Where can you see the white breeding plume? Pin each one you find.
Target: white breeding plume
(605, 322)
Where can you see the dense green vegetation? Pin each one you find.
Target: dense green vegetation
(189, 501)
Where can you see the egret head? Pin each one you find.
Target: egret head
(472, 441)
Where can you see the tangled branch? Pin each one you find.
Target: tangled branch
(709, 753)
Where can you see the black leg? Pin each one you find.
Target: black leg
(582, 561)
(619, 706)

==========

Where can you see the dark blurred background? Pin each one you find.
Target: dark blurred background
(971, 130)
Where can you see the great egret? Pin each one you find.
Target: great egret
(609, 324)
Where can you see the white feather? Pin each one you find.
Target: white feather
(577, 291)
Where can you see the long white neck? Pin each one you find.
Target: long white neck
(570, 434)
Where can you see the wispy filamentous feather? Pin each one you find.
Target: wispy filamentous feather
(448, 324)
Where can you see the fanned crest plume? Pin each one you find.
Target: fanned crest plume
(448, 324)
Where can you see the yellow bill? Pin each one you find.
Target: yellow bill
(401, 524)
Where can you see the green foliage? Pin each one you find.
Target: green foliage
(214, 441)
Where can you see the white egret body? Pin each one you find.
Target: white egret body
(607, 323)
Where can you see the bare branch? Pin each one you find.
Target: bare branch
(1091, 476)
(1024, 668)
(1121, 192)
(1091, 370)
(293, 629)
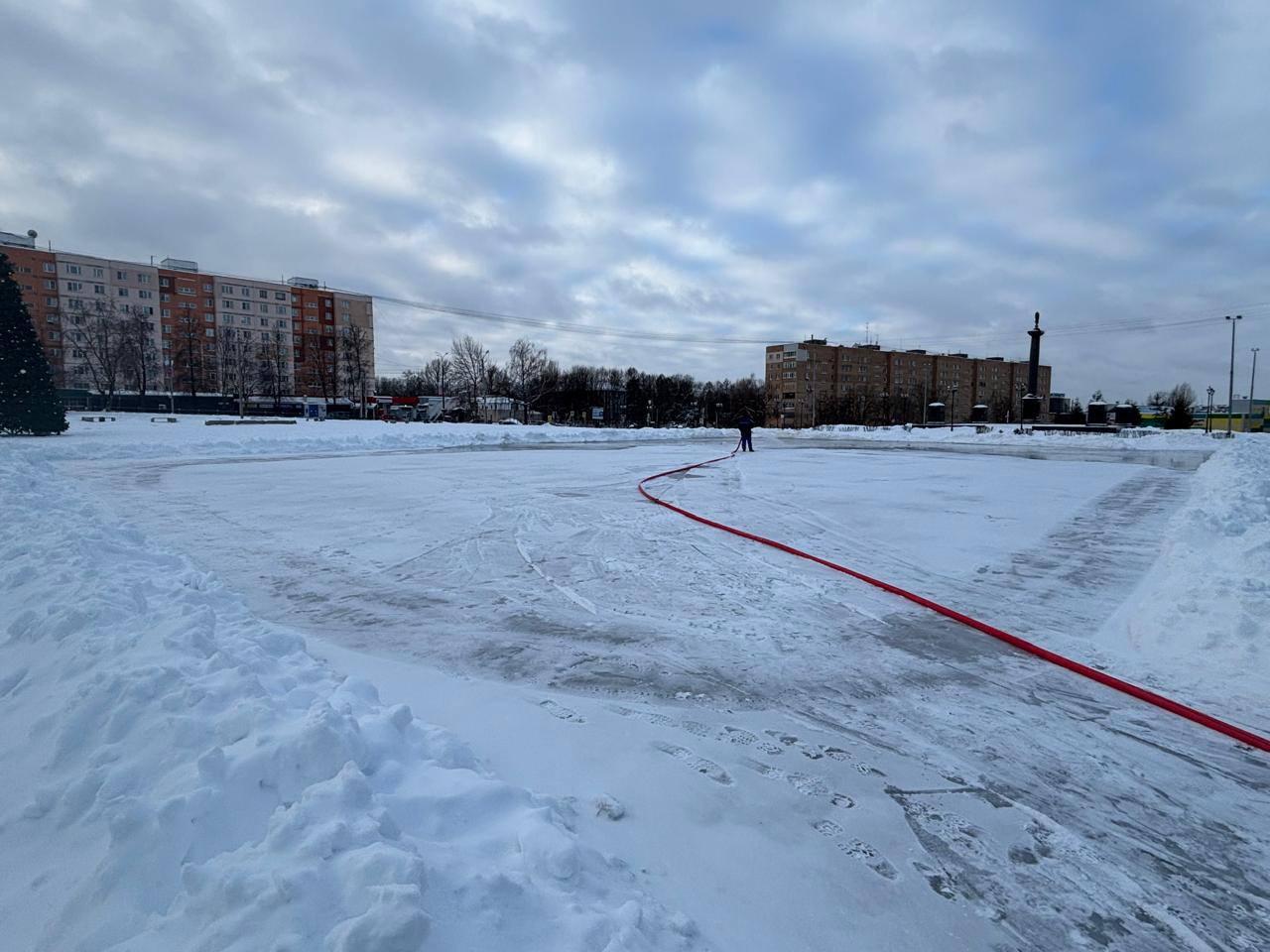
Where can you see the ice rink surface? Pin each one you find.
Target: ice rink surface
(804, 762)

==========

■ **WHAT TO DO**:
Beginning with the line containing "Where can you see the white breeding" in the material above, copy every line exactly until you have copied the line containing "Where can you see the egret".

■ **COMPLETED EXERCISE**:
Where can you see the white breeding plume? Pin each one you find.
Target: white breeding plume
(605, 322)
Where can you see the dense green vegetation? Pin each one you find.
Target: dense green vegetation
(189, 501)
Where can you see the egret head? Pin each one you find.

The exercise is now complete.